*PROBLEM*: Gather every line in the entries below that contains the word "purple" and copy each of those lines out in full.

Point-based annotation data
^^^^

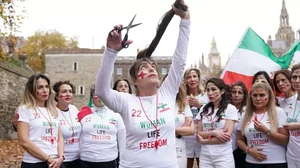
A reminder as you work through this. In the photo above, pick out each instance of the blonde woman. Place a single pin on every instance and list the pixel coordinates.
(38, 127)
(261, 134)
(196, 98)
(215, 127)
(293, 123)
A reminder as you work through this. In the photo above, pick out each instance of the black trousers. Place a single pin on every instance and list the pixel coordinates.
(239, 158)
(276, 165)
(37, 165)
(76, 163)
(110, 164)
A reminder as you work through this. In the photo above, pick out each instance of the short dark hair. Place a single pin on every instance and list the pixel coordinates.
(119, 80)
(57, 85)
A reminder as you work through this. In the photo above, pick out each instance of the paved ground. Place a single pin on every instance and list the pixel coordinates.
(11, 154)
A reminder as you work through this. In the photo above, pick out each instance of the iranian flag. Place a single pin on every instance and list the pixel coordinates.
(253, 55)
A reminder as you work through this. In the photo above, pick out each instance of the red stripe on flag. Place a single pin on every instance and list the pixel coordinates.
(233, 77)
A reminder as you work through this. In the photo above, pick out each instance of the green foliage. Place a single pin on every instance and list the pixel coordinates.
(11, 17)
(36, 46)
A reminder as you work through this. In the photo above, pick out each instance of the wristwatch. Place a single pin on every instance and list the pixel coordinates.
(268, 132)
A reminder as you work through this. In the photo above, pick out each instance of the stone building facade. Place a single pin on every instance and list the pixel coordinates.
(12, 81)
(285, 36)
(79, 66)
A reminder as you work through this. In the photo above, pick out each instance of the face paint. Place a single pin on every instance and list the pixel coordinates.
(141, 75)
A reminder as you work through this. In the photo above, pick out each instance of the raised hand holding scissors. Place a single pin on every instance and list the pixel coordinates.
(114, 40)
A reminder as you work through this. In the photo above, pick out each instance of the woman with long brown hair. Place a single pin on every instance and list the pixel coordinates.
(148, 114)
(261, 134)
(216, 125)
(184, 125)
(282, 84)
(68, 121)
(38, 127)
(293, 123)
(239, 95)
(196, 99)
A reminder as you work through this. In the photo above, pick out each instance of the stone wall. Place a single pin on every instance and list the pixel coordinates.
(12, 84)
(60, 67)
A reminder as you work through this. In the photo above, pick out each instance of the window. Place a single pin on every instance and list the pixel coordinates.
(75, 66)
(119, 71)
(81, 90)
(163, 71)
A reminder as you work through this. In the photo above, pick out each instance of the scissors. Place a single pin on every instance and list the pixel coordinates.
(127, 28)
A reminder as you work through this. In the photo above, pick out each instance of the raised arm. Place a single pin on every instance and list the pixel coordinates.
(173, 80)
(114, 100)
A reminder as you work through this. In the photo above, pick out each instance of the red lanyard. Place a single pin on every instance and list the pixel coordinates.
(71, 126)
(255, 117)
(50, 124)
(155, 126)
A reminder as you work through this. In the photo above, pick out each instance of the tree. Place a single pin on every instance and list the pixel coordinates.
(11, 16)
(36, 46)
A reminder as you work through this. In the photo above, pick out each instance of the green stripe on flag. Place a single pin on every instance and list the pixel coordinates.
(253, 42)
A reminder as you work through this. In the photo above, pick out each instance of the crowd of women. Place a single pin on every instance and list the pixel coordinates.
(164, 124)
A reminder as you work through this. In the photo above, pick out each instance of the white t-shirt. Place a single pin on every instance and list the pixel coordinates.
(293, 147)
(67, 121)
(203, 99)
(209, 124)
(275, 153)
(233, 136)
(179, 121)
(140, 148)
(40, 131)
(99, 135)
(287, 104)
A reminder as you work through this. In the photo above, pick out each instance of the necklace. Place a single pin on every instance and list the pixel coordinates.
(255, 117)
(50, 124)
(71, 125)
(294, 118)
(156, 123)
(102, 111)
(289, 104)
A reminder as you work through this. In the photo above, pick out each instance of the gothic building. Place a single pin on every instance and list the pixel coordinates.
(285, 35)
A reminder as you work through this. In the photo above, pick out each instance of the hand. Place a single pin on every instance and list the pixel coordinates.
(182, 14)
(187, 123)
(56, 163)
(114, 39)
(260, 126)
(193, 101)
(222, 135)
(257, 154)
(292, 126)
(201, 140)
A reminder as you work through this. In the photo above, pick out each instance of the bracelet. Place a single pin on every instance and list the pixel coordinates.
(247, 150)
(48, 158)
(268, 132)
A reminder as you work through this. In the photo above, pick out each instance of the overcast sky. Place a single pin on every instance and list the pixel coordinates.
(226, 20)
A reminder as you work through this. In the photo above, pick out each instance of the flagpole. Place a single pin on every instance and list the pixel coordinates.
(225, 68)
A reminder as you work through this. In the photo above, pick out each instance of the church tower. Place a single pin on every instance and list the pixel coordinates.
(285, 35)
(214, 59)
(285, 31)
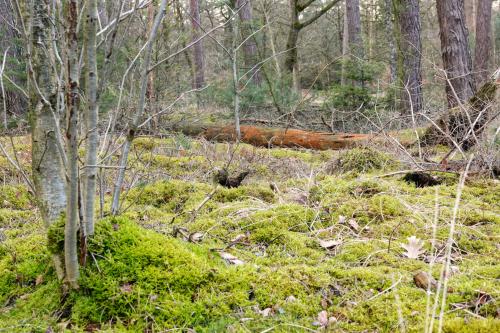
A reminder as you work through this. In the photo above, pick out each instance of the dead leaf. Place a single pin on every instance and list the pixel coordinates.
(328, 244)
(231, 259)
(196, 237)
(126, 288)
(353, 225)
(266, 312)
(424, 280)
(413, 248)
(323, 318)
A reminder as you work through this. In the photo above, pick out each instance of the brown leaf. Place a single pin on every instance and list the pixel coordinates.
(231, 259)
(424, 280)
(196, 237)
(126, 288)
(413, 248)
(354, 225)
(329, 244)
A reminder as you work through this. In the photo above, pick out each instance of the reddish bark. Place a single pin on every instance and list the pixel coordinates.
(277, 137)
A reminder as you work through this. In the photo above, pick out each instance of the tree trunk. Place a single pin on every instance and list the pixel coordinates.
(249, 45)
(198, 57)
(72, 105)
(275, 137)
(353, 27)
(483, 41)
(352, 41)
(291, 61)
(455, 52)
(390, 38)
(47, 155)
(470, 15)
(91, 120)
(410, 51)
(134, 123)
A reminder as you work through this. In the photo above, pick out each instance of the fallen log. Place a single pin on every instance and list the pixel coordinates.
(275, 137)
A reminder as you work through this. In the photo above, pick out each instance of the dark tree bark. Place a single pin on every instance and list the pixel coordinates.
(353, 29)
(483, 41)
(410, 53)
(352, 42)
(296, 10)
(455, 51)
(198, 57)
(15, 101)
(250, 45)
(388, 16)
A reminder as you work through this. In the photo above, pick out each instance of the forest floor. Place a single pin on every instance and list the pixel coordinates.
(312, 241)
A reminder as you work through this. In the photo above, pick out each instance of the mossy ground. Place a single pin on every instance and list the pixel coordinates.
(140, 278)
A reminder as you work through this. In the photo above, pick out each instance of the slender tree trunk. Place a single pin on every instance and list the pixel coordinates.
(292, 61)
(388, 10)
(47, 159)
(455, 51)
(249, 45)
(133, 125)
(72, 104)
(470, 15)
(91, 118)
(352, 41)
(410, 51)
(484, 47)
(198, 57)
(236, 105)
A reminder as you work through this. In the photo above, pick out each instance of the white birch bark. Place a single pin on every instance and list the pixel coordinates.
(91, 121)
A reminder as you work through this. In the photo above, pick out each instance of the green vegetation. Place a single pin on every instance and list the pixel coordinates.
(142, 276)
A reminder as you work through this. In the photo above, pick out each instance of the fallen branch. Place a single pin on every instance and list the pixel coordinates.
(275, 137)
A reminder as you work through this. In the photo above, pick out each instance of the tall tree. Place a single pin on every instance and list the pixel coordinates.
(91, 118)
(455, 51)
(297, 9)
(483, 41)
(198, 53)
(249, 45)
(410, 54)
(352, 42)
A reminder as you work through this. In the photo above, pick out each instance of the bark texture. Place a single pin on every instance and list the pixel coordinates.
(72, 106)
(410, 52)
(91, 120)
(297, 9)
(455, 51)
(249, 45)
(483, 41)
(275, 137)
(198, 56)
(47, 155)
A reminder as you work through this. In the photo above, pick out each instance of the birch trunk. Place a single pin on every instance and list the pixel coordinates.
(410, 50)
(47, 161)
(133, 125)
(249, 45)
(72, 101)
(484, 47)
(92, 116)
(198, 58)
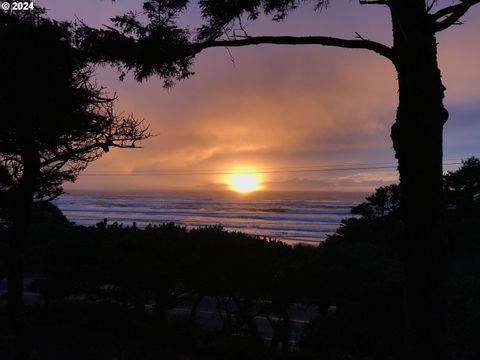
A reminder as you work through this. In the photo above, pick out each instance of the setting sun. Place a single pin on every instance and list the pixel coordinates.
(244, 182)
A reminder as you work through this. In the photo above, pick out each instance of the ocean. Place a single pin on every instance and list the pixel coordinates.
(293, 216)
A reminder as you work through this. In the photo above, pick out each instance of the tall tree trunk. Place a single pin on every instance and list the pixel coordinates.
(21, 216)
(417, 138)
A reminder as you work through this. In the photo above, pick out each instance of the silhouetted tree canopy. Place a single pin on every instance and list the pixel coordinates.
(463, 187)
(384, 202)
(53, 114)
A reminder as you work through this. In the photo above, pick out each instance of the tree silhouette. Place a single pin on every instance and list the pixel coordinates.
(463, 188)
(160, 46)
(55, 120)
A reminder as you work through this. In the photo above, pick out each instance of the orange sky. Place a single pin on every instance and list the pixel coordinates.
(280, 106)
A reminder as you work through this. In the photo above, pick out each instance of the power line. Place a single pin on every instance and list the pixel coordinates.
(306, 169)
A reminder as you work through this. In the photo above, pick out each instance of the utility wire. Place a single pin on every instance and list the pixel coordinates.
(318, 168)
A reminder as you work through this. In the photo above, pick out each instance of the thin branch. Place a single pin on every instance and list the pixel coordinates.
(379, 48)
(373, 2)
(451, 14)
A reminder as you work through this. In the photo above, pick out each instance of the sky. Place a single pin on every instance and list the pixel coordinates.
(280, 109)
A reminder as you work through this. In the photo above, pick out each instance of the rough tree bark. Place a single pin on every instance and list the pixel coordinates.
(417, 138)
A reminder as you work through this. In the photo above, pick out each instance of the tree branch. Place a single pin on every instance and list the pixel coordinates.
(451, 14)
(373, 2)
(379, 48)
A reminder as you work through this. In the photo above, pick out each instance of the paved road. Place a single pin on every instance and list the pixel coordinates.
(207, 313)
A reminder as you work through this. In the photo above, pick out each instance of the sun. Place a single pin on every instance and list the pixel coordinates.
(244, 182)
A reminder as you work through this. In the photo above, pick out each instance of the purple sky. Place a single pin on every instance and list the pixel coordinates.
(279, 106)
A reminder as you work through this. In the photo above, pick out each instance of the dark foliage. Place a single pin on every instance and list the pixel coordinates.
(54, 116)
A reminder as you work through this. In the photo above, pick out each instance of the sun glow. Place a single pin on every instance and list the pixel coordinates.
(244, 181)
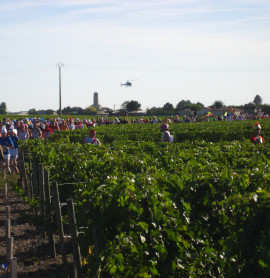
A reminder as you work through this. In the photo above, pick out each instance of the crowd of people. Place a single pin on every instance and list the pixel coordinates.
(33, 128)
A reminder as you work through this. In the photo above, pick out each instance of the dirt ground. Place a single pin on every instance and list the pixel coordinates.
(30, 244)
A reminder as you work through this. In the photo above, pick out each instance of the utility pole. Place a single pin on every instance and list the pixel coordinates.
(59, 65)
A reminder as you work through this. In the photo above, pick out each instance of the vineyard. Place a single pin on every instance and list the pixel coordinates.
(198, 207)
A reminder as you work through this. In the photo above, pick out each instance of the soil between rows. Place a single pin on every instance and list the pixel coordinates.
(30, 245)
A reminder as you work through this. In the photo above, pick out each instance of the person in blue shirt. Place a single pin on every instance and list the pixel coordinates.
(12, 133)
(5, 143)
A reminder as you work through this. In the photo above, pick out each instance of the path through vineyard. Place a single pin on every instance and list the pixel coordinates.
(30, 245)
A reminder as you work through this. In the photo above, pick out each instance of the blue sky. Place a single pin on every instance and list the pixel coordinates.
(201, 50)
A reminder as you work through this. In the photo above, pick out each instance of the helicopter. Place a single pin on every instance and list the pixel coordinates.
(128, 83)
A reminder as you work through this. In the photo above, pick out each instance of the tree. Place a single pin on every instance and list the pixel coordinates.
(3, 108)
(133, 105)
(217, 104)
(257, 100)
(168, 107)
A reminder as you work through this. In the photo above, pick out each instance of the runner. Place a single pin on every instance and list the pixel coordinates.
(13, 150)
(166, 136)
(23, 134)
(256, 138)
(5, 143)
(36, 132)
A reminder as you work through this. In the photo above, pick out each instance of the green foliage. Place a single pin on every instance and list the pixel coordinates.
(196, 208)
(3, 108)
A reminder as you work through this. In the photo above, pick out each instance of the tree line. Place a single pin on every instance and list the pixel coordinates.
(133, 105)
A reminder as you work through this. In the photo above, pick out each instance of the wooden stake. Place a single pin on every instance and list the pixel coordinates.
(41, 188)
(60, 226)
(48, 214)
(10, 243)
(13, 267)
(74, 236)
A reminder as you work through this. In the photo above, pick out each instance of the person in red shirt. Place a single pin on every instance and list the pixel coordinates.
(256, 138)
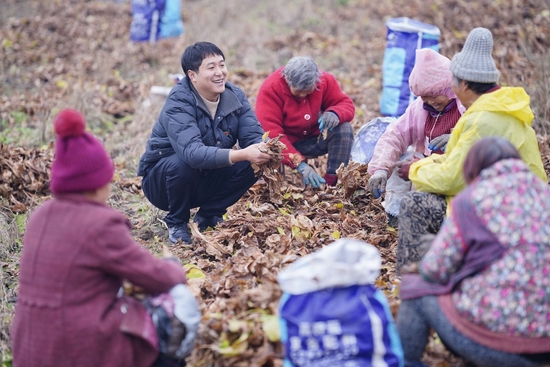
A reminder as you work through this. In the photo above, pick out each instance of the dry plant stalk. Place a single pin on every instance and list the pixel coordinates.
(269, 171)
(353, 177)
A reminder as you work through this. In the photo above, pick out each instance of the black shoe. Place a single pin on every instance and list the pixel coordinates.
(204, 223)
(179, 232)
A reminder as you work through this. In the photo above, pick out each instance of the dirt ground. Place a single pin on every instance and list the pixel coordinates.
(77, 54)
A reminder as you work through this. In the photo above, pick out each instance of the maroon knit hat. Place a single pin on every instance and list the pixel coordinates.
(80, 163)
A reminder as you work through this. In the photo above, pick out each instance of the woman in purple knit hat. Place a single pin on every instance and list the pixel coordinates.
(76, 252)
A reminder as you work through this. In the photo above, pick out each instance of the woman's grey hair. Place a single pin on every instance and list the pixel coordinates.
(301, 73)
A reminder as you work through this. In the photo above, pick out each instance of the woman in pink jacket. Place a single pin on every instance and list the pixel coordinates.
(426, 126)
(310, 110)
(76, 252)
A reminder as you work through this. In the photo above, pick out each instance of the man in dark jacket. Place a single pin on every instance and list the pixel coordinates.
(189, 161)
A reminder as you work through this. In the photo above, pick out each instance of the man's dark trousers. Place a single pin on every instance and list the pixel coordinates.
(174, 186)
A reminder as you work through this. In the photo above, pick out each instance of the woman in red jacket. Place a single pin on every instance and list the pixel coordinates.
(310, 110)
(76, 252)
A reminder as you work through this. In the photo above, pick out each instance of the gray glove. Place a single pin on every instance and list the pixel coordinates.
(439, 143)
(377, 183)
(310, 176)
(329, 120)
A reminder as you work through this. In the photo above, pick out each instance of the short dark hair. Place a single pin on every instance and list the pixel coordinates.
(484, 153)
(478, 88)
(194, 54)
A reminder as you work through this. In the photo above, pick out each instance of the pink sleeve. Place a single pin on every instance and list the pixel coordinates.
(399, 135)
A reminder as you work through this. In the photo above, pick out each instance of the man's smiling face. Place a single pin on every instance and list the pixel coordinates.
(211, 78)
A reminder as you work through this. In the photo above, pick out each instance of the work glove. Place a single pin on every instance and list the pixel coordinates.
(439, 143)
(377, 183)
(329, 120)
(310, 176)
(403, 167)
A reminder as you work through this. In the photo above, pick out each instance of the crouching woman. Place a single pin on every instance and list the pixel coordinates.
(76, 253)
(484, 284)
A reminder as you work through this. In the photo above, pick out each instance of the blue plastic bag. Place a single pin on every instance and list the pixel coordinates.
(367, 137)
(331, 316)
(171, 24)
(404, 36)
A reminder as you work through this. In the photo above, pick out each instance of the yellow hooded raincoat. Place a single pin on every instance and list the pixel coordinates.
(504, 112)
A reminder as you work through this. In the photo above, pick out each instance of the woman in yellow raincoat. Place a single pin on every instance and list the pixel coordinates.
(491, 111)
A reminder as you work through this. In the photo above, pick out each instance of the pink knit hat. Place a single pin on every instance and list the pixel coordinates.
(80, 163)
(431, 74)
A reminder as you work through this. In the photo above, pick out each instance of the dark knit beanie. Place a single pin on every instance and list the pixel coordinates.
(80, 162)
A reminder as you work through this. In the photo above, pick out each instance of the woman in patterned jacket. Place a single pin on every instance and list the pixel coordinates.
(483, 285)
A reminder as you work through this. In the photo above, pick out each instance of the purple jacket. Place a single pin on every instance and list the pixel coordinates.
(76, 253)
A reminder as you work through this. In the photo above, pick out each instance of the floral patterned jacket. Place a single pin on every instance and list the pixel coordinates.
(512, 295)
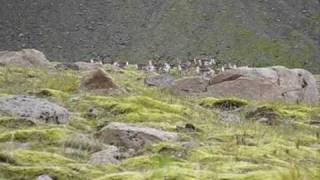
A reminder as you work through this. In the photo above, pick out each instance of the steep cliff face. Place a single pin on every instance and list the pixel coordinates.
(260, 33)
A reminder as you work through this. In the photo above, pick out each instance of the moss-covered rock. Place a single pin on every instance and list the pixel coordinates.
(223, 104)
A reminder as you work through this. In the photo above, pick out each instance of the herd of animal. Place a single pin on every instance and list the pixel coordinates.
(207, 67)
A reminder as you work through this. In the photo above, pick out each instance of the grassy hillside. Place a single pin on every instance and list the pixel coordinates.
(255, 33)
(286, 149)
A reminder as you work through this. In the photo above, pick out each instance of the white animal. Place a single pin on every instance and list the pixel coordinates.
(197, 70)
(222, 69)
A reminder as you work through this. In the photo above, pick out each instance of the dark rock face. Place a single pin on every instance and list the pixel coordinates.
(33, 108)
(252, 32)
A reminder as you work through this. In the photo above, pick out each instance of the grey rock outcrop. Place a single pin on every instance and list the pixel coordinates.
(110, 155)
(25, 57)
(131, 136)
(163, 80)
(28, 107)
(271, 84)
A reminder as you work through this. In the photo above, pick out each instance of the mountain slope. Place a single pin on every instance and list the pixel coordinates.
(258, 33)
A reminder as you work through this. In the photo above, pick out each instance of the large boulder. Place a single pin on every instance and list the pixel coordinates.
(31, 108)
(270, 84)
(110, 155)
(85, 66)
(25, 57)
(163, 80)
(134, 137)
(99, 81)
(191, 85)
(67, 66)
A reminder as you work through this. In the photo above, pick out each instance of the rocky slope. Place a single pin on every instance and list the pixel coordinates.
(147, 133)
(258, 33)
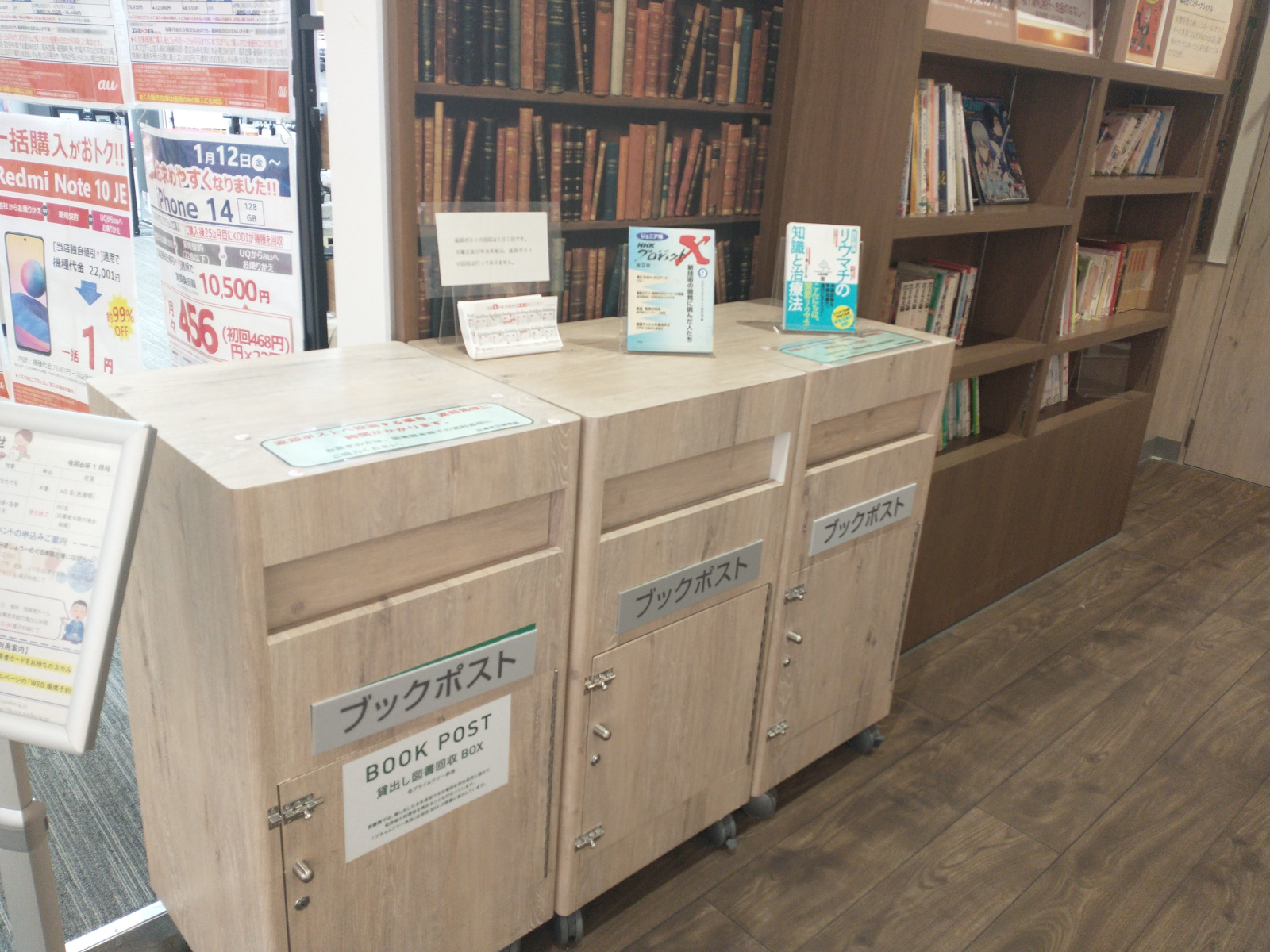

^^^^

*OUTPUT OF THE EXERCISE*:
A reminder as you work through this. In the photo above, pick out each instance of the purple sky. Place a single pin on every instance and list the pixel coordinates.
A reminder as you work through this. In the photo above, pick out each instance of the woman in purple knit hat. Place a single pin on every instance and list the pixel coordinates.
A reminder as you work through this. In the photo above, pick out each instance of the purple jacket. Place a single pin on every instance and list the pixel coordinates.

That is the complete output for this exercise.